Problema escrito 1:
Contesta estas preguntas sobre el sermón sobre los pastores:
(a) ¿Qué título encabeza la lectura?
(b) ¿Qué pasaje de Ezequiel se indica?
(c) ¿En quién radica toda nuestra esperanza?
Problema escrito 2: Por favor, devuelve sin cambios el tramo del sermón sobre los pastores que empieza en "San Agustín" y termina en "escuchemos con temor.".

Fragmento seleccionado:
·····

Domingo, XXIV semana

Ezequiel 1,3-14.22-28a

Somos cristianos y somos obispos

San Agustín

Sermón sobre los pas­tores 46,1-2

No acabáis de aprender ahora precisamente que toda nuestra esperanza radica en Cristo y que él es toda nues­tra verdadera y saludable gloria, pues pertenecéis a la grey de aquel que dirige y apacienta a Israel. Pero, ya que hay pastores a quienes les gusta que les llamen pastores, pero que no quieren cumplir con su oficio, tratemos de examinar lo que se les dice por medio del profeta. Vosotros es­cuchad con atención, y nosotros escuchemos con temor.

·····

Datos proporcionados:
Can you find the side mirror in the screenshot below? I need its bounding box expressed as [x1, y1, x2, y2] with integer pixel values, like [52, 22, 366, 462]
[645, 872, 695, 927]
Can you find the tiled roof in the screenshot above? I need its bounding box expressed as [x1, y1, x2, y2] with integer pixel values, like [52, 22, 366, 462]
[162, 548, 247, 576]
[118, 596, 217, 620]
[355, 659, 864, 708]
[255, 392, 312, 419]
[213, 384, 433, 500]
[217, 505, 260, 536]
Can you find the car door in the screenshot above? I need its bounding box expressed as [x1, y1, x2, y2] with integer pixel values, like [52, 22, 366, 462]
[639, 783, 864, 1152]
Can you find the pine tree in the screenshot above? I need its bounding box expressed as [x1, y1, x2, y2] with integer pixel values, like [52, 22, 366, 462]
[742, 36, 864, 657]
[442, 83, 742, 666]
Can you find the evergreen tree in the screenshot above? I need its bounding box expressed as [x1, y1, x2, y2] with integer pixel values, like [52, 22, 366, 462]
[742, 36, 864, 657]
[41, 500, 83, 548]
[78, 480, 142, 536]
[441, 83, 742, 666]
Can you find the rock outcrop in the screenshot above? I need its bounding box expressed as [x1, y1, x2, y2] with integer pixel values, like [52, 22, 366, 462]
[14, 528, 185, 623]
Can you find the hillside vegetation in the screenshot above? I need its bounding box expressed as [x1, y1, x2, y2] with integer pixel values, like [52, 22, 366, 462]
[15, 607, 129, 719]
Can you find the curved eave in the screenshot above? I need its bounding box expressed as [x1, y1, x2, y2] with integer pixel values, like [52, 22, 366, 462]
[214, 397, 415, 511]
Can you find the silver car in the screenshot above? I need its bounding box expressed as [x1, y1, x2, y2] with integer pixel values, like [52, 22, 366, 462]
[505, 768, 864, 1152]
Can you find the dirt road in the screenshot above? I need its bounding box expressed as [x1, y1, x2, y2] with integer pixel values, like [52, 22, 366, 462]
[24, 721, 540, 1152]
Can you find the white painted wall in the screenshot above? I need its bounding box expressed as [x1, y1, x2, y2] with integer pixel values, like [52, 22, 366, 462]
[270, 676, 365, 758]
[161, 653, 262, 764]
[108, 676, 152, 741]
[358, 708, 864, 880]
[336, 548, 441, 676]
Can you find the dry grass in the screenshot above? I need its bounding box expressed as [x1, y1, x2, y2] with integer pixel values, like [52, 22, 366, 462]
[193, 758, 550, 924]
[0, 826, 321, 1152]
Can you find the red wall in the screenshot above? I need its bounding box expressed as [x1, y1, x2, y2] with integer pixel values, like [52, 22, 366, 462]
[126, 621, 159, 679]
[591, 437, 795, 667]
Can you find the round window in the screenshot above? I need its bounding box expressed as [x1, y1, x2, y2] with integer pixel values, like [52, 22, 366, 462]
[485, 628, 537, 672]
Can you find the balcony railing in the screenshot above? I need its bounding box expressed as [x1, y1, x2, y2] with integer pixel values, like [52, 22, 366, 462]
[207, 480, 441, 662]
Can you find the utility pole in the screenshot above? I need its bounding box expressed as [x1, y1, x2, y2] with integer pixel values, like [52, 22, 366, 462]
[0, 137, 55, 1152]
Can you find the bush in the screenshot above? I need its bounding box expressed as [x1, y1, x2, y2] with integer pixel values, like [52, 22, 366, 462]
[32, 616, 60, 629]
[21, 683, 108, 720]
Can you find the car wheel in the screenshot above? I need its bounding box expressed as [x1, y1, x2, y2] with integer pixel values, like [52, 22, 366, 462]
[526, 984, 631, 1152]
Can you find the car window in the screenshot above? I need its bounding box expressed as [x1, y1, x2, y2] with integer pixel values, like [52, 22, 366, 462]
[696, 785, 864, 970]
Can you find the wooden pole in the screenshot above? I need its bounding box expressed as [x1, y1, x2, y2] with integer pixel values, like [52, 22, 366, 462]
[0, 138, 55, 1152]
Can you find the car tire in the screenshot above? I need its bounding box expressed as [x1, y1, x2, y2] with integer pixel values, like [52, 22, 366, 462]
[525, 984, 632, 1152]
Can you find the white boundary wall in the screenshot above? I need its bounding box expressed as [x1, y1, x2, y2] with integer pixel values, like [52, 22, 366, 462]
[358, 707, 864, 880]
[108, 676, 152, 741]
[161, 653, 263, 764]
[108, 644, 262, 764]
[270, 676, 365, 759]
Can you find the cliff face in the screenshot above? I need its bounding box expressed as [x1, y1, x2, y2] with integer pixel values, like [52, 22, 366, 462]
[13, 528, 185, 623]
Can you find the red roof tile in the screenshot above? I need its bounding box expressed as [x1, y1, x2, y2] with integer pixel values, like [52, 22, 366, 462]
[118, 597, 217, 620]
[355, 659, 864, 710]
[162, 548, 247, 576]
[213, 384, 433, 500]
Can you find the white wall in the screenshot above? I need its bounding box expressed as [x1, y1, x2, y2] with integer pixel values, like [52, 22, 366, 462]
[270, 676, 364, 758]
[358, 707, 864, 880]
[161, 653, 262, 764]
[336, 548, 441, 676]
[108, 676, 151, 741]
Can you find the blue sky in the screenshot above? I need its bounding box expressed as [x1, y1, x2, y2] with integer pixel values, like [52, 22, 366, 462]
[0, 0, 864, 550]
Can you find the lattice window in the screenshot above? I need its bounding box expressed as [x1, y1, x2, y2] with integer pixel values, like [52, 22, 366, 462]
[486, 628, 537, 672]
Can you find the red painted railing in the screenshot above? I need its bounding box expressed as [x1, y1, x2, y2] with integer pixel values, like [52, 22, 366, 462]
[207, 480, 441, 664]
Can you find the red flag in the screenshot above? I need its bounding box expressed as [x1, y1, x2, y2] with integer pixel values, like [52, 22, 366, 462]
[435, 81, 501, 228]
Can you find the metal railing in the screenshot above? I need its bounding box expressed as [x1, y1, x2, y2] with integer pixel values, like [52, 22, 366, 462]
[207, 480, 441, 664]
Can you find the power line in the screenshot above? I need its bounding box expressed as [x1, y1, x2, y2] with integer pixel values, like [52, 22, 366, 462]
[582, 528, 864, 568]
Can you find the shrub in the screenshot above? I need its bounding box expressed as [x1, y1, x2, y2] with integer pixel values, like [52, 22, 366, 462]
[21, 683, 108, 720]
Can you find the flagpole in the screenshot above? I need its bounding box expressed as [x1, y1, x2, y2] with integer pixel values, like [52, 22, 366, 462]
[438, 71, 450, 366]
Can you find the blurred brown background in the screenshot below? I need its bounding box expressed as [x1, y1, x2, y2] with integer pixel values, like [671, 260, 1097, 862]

·····

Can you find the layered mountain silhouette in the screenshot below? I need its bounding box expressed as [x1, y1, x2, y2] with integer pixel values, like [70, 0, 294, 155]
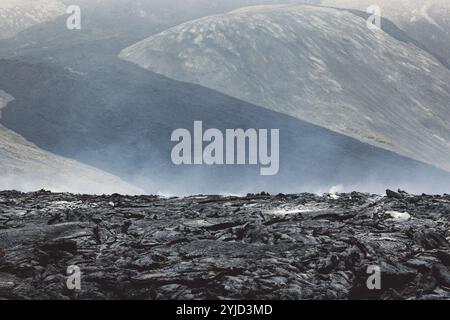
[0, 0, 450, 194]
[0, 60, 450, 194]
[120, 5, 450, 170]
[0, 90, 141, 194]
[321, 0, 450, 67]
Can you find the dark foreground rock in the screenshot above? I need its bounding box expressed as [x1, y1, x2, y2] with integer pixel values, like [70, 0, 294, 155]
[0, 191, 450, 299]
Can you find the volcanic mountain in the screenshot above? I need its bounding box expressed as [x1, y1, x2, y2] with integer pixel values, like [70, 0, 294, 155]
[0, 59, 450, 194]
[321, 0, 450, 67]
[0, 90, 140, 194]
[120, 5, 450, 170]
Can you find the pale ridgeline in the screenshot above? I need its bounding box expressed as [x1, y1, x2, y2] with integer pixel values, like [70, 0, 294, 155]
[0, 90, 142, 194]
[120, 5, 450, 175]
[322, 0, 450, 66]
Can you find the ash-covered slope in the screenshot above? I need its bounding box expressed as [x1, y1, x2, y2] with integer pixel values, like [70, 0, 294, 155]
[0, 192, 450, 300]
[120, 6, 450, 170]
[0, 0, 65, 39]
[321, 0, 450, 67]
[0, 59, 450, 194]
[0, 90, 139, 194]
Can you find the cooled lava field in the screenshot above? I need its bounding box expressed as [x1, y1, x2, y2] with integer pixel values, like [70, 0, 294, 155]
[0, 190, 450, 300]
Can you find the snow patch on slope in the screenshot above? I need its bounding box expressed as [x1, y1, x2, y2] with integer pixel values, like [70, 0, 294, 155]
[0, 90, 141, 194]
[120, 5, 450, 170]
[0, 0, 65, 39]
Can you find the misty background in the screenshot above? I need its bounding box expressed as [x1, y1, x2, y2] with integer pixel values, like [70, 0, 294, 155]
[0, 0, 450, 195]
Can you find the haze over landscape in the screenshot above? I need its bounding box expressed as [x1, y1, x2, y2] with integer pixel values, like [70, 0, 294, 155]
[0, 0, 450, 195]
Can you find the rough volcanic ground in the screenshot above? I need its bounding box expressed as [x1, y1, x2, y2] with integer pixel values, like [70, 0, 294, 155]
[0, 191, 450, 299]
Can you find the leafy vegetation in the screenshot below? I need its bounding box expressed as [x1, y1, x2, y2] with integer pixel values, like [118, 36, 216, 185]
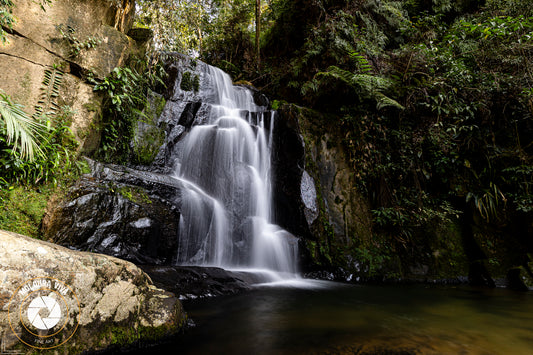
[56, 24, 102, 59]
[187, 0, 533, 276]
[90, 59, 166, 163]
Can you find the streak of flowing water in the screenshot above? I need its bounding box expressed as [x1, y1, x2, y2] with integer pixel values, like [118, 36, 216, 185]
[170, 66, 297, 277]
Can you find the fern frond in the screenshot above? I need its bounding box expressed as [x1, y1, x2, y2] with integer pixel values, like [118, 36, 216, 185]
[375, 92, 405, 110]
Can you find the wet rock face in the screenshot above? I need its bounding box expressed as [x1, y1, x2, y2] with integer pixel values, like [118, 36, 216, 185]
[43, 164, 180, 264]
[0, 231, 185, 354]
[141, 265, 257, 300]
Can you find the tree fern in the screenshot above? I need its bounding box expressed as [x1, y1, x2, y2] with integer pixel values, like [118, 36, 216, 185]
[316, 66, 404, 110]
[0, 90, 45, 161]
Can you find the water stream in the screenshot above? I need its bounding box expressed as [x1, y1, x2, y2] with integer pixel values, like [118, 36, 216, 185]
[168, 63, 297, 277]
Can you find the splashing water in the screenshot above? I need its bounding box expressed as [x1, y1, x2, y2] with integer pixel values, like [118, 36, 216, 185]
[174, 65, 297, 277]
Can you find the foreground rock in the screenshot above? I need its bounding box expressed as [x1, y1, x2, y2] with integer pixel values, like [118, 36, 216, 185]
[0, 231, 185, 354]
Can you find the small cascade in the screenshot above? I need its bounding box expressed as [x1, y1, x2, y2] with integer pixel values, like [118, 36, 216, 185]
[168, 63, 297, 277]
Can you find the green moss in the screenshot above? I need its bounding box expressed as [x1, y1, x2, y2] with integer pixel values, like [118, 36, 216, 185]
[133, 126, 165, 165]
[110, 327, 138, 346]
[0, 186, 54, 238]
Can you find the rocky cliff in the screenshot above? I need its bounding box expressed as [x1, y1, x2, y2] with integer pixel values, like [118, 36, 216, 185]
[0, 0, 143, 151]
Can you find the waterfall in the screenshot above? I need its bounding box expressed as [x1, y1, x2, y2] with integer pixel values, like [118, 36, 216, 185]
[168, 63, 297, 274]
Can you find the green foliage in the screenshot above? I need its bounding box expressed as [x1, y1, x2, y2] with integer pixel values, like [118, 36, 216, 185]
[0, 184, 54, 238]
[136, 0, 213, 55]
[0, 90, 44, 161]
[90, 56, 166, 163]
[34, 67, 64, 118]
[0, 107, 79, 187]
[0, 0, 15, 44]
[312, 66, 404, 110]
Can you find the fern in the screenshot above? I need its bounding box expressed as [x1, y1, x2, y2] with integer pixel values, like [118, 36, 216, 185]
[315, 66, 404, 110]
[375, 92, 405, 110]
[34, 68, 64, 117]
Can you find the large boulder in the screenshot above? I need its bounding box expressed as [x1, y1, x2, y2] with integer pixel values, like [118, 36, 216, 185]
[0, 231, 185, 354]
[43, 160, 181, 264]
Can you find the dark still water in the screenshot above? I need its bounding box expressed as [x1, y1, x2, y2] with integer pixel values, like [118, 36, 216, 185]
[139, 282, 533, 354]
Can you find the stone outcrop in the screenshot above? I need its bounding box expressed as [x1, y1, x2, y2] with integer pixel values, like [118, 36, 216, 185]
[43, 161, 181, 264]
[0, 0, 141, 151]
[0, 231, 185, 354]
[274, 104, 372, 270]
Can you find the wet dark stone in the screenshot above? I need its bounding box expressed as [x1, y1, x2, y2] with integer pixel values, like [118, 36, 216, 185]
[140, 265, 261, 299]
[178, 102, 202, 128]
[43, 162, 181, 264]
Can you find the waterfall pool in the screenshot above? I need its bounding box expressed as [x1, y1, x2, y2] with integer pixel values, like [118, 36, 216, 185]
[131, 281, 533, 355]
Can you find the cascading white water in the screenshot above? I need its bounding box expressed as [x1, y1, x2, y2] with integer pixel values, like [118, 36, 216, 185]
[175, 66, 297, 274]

·····

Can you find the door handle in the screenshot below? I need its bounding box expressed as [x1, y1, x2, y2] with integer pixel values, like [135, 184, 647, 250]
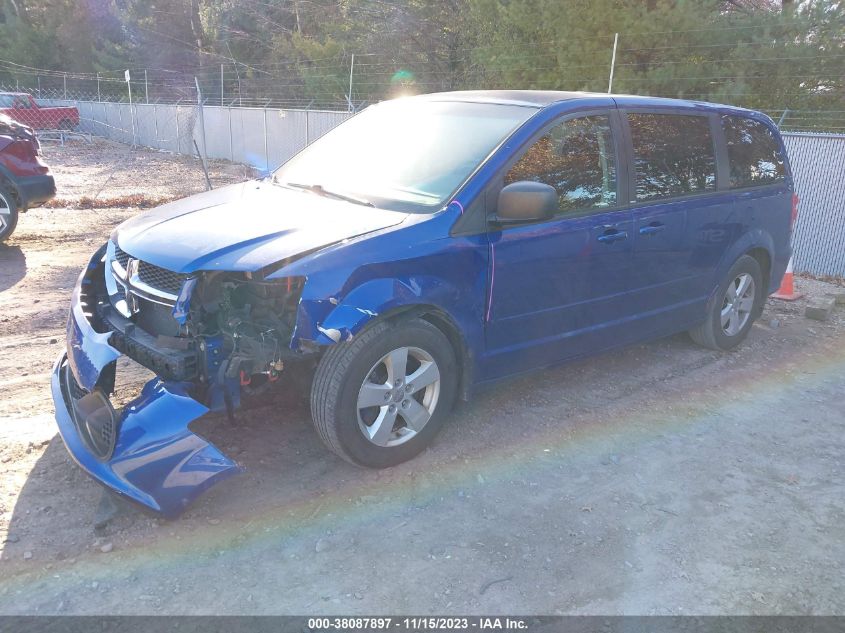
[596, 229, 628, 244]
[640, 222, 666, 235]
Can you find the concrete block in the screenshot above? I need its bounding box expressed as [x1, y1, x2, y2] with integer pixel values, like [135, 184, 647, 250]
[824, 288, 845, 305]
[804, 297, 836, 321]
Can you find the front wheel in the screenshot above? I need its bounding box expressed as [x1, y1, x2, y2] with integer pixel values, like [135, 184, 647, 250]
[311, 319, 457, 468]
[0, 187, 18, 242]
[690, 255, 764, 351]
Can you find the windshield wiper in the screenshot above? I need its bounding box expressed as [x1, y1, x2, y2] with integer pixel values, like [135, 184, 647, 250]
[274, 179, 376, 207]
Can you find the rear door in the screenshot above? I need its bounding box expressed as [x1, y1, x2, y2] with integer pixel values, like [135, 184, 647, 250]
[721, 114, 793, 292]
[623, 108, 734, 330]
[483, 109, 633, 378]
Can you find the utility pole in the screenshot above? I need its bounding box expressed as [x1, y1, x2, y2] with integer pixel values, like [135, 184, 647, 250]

·····

Respuesta completa 1:
(a) Somos cristianos y somos obispos.
(b) Ezequiel 1,3-14.22-28a.
(c) En Cristo.

Respuesta completa 2:
San Agustín

Sermón sobre los pas­tores 46,1-2

No acabáis de aprender ahora precisamente que toda nuestra esperanza radica en Cristo y que él es toda nues­tra verdadera y saludable gloria, pues pertenecéis a la grey de aquel que dirige y apacienta a Israel. Pero, ya que hay pastores a quienes les gusta que les llamen pastores, pero que no quieren cumplir con su oficio, tratemos de examinar lo que se les dice por medio del profeta. Vosotros es­cuchad con atención, y nosotros escuchemos con temor.